1939: Saint-Exupéry est promu Officier de la Légion d'Honneur. Parution, en février, de "Terre des Hommes". Il obtient en décembre le Grand Prix du Roman de l'Académie française. Sous le nom anglais de Wind, Sand ans Stars, ce roman obtient le National Book Award. Il effectue un second voyage en Allemagne; à Berlin, on lui fait visiter des Ecoles militaires. Ecœuré de tout ce dont il est témoin, Saint-Exupéry refuse une invitation de Goering et rentre précipitamment à Paris. En août, il séjourne à New-York et, le 26, il rentre au Havre.
Le 2 septembre, c'est la déclaration de guerre. Le 4 septembre, il est convoqué à Toulouse et devient moniteur de pilotes. Il est déclaré inapte aux missions de guerre, à cause de son mauvais état général dû à ses nombreux accidents.Le 3 novembre, on l'affecte au groupe de grande reconnaissance 2/33, établi d'abord en France, puis déplacé à Alger. Durant ce premier hiver de la seconde guerre mondiale, il commence à écrire Le "Petit Prince".

1940: Saint-Exupéry réalise plusieurs missions : vols de reconnaissance au-dessus de l'Allemagne et sur Arras qui lui vaudront une citation et la Croix de Guerre. Le 9 juin, dernière mission de guerre. Démobilisé en août 1940, Saint-Exupéry décide de retourner aux Etats-Unis en passant par Lisbonne, mais les Espagnols lui interdisent de traverser leur territoire à cause des articles qu'il avait écrit pendant la guerre civile. Le 16 novembre, il parvient à se rendre à Lisbonne ou il embarque pour New York. Il fait la traversée en compagnie du cinéaste Jean Renoir.  

1941: Saint-Exupéry réside à New-York puis en Californie. il y commence "Pilote de Guerre".
1942: Le 20 février parait "Pilote de Guerre" (Edition américaine Flight To Arras). Ce roman sera best-seller aux Etats-Unis pendant six mois. En mai, il voyage au Canada où il donne plusieurs conférences. En novembre, il publie dans le New York Times Magazine et dans Le Canada de Montréal: "An open Letter To Frenchmen Everywhere".

1943: En février, il publie: "Lettre à un Otage" (qui était à la base une lettre adressée à Léon Werth). Le 6 avril parait "Le Petit Prince". "Pilote de Guerre" est interdit en France par les Allemands. Le 15 mars, il reçoit sa feuille d'embarquement pour l'Afrique du Nord. Il remplit une première mission, puis les autorités américaines profitent d'un petit incident lors de sa deuxième mission pour lui rappeler que la limite d'âge est de trente-cinq ans et le mettre en réserve.

1944: A force d'insistance pour reprendre du service, il obtient d'être réintégré dans le groupe 2/33 qui se trouve maintenant en Corse, à condition de ne pas accomplir plus de cinq missions. Il écrit sa "Lettre à un Américain". Le 14 juin, il effectue une première mission, puis malgré les limites qu'on lui a fixées, enchaîne les missions les unes à la suite des autres. Ses chefs veulent essayer de le "protéger" en lui confiant le secret du débarquement, mais il part pour une neuvième mission un jour avant d'être mis au courant. Le 31 juillet, il s'envole pour une mission de reconnaissance sur Grenoble et Annecy: Il décolle à 8h45 et dispose de 6 heures d'autonomie d'essence. A 14h45, il n'est toujours pas rentré ... On présume que son avion a été abattu, mais on ne l'a jamais retrouvé.

- **Consigne 1**
Selon la chronologie, quel jour Saint-Exupéry s'envole-t-il pour sa mission de reconnaissance sur Grenoble et Annecy ?
- **Consigne 2**
Relevez chaque ligne des enregistrements qui contient la chaîne « white », en tenant compte de la casse.

- **Matériel d'exercice**
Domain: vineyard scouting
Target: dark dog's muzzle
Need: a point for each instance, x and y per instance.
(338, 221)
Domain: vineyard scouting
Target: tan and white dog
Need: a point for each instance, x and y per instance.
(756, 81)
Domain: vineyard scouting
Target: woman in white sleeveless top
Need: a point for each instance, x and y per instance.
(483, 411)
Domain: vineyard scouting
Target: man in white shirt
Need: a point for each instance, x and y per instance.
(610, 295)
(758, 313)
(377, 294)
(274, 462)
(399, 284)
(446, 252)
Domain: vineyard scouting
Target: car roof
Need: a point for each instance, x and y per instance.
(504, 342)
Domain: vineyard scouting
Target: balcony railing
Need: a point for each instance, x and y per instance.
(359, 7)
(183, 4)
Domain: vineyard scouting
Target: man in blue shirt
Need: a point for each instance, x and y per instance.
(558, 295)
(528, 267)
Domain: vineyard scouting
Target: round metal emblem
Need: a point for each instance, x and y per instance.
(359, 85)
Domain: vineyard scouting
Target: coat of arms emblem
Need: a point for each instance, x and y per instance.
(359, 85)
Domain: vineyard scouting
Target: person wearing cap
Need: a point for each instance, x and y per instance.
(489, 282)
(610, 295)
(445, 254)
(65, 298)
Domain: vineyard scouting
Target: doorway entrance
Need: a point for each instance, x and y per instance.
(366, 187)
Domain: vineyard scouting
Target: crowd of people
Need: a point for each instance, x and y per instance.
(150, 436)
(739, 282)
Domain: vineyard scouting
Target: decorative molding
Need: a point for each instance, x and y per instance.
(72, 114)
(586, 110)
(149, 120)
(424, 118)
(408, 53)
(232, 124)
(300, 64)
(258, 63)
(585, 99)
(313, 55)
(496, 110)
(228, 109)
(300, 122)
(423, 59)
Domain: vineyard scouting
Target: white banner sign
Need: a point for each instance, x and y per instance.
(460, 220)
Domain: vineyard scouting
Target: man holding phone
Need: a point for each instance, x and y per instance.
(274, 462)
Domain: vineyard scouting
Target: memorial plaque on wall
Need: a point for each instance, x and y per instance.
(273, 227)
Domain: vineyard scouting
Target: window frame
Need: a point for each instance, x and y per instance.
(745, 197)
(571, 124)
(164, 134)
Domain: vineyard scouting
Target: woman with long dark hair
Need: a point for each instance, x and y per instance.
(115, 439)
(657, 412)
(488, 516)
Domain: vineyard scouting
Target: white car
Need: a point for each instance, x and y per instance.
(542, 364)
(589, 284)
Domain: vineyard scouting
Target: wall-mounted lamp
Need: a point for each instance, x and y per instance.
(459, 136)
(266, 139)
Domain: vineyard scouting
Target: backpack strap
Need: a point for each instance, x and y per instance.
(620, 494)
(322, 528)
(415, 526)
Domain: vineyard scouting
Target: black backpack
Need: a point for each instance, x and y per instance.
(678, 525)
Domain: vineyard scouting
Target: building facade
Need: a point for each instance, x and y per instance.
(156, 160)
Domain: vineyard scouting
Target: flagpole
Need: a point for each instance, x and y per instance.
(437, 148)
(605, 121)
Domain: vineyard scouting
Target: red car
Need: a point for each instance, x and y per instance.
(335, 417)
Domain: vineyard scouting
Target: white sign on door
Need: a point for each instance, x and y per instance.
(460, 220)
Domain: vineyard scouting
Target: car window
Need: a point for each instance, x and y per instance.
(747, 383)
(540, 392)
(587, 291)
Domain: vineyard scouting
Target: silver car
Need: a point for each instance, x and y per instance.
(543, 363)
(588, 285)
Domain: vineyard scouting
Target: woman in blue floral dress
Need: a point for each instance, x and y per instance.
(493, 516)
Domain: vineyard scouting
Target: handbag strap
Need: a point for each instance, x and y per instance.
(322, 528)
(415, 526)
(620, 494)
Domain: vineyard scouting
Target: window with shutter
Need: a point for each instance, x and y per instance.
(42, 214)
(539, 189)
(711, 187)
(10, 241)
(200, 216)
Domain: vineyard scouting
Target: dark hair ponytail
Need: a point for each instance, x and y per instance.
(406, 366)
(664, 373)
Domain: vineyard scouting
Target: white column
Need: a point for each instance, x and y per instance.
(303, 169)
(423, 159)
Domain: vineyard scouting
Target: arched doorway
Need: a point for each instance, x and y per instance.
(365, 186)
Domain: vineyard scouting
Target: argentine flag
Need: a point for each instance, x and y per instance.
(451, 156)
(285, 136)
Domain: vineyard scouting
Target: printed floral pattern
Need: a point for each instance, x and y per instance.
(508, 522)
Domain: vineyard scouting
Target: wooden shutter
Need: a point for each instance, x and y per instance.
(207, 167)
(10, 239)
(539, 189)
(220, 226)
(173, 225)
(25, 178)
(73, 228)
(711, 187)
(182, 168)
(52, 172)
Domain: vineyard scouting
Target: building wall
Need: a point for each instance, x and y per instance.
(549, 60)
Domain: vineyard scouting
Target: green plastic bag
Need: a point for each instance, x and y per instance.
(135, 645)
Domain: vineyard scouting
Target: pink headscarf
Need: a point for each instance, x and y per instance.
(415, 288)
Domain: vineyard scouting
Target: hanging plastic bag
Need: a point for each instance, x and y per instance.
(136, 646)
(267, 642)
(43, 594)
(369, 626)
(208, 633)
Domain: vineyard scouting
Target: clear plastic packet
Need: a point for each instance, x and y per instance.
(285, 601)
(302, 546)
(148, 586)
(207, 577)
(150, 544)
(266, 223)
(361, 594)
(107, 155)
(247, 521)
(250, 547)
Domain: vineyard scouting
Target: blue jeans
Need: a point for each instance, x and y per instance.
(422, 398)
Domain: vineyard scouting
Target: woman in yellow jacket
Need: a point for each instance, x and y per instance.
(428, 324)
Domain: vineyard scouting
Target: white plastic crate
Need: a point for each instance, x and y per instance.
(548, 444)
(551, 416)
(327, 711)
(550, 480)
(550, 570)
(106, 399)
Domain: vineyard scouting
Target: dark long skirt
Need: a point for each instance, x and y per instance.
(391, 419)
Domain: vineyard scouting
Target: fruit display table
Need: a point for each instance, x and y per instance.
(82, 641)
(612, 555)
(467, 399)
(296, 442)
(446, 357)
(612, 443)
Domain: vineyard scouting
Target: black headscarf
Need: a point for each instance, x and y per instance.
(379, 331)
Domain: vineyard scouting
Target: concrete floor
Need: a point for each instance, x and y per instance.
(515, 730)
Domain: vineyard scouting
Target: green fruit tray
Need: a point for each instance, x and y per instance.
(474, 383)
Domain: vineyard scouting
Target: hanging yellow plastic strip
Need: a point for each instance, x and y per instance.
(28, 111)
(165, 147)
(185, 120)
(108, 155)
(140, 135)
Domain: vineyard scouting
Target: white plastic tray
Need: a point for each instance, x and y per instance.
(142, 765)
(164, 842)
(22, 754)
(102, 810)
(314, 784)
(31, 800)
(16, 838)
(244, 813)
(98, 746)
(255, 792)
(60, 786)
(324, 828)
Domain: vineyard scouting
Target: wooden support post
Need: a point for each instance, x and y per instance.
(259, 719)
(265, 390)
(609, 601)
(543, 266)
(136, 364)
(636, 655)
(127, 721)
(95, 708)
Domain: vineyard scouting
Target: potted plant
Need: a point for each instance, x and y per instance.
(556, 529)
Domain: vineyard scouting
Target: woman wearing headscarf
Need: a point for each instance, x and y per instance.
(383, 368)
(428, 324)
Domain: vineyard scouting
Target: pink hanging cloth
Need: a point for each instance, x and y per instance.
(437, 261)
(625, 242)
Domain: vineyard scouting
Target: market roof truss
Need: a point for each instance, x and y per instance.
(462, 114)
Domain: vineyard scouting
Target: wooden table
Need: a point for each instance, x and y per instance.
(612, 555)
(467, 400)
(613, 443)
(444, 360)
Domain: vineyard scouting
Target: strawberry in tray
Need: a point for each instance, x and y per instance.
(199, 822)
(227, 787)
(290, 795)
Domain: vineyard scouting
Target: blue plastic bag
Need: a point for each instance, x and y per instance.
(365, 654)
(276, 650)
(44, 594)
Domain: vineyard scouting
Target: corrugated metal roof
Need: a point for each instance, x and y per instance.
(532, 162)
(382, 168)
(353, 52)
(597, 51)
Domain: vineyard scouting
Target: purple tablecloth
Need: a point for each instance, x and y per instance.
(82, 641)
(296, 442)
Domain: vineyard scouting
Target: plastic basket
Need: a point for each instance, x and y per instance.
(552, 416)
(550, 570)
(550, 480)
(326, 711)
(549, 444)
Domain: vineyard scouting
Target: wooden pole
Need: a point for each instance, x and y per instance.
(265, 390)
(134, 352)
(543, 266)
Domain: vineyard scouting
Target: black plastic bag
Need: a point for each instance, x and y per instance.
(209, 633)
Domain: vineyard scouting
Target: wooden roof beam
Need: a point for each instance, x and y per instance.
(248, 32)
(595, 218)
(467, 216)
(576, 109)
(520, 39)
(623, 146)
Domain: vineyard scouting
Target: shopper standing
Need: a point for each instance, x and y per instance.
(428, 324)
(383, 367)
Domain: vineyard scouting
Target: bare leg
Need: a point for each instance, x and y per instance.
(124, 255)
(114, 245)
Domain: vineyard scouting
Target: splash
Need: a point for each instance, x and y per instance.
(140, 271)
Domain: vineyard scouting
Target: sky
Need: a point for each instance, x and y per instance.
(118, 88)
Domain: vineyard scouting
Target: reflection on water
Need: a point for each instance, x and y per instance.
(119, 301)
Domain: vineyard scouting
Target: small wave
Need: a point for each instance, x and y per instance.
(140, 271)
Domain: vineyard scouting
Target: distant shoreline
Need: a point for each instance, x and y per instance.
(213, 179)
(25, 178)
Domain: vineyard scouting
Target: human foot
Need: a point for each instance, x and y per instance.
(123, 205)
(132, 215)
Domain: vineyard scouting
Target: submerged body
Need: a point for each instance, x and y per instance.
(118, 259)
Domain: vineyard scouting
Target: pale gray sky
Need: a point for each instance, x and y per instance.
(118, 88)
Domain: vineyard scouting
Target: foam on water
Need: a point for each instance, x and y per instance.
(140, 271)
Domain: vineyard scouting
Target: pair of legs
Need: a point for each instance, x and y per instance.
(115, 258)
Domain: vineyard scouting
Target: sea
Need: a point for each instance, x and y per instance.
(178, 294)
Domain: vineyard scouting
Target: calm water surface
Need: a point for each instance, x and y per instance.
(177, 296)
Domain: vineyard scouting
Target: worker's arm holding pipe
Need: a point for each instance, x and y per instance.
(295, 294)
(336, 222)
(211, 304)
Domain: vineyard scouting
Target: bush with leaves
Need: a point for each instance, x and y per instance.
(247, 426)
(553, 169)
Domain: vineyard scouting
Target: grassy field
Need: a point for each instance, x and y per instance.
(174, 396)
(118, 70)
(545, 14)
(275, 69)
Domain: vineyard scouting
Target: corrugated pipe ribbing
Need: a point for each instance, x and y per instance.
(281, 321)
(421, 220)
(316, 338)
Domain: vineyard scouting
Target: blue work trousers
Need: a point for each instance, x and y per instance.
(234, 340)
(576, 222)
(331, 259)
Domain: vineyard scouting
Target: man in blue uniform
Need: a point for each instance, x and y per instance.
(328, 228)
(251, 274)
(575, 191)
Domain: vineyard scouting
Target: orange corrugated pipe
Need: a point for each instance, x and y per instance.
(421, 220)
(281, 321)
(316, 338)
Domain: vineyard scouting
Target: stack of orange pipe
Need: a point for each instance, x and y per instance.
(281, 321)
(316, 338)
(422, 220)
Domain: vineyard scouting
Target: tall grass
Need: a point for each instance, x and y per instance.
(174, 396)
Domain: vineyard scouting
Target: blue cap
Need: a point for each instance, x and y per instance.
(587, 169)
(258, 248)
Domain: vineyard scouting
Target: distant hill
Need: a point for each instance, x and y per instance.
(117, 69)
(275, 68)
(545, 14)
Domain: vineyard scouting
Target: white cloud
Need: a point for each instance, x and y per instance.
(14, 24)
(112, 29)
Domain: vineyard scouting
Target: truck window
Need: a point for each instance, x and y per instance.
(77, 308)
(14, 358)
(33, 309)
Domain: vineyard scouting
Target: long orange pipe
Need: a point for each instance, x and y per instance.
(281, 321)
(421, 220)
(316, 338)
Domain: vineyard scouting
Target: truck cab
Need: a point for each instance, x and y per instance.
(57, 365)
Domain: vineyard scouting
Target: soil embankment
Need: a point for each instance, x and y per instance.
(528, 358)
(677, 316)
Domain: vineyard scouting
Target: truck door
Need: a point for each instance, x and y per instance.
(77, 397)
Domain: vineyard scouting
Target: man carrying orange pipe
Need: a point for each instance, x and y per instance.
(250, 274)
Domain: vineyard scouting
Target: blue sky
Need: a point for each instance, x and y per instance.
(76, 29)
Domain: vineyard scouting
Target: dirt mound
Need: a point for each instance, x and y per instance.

- **Réponse complète 1**
Le 31 juillet 1944.

- **Réponse complète 2**
Target: tan and white dog
Target: woman in white sleeveless top
Target: man in white shirt
Target: white banner sign
Target: white car
Target: white sign on door
Target: white column
Target: white plastic crate
Target: white plastic tray
Target: white cloud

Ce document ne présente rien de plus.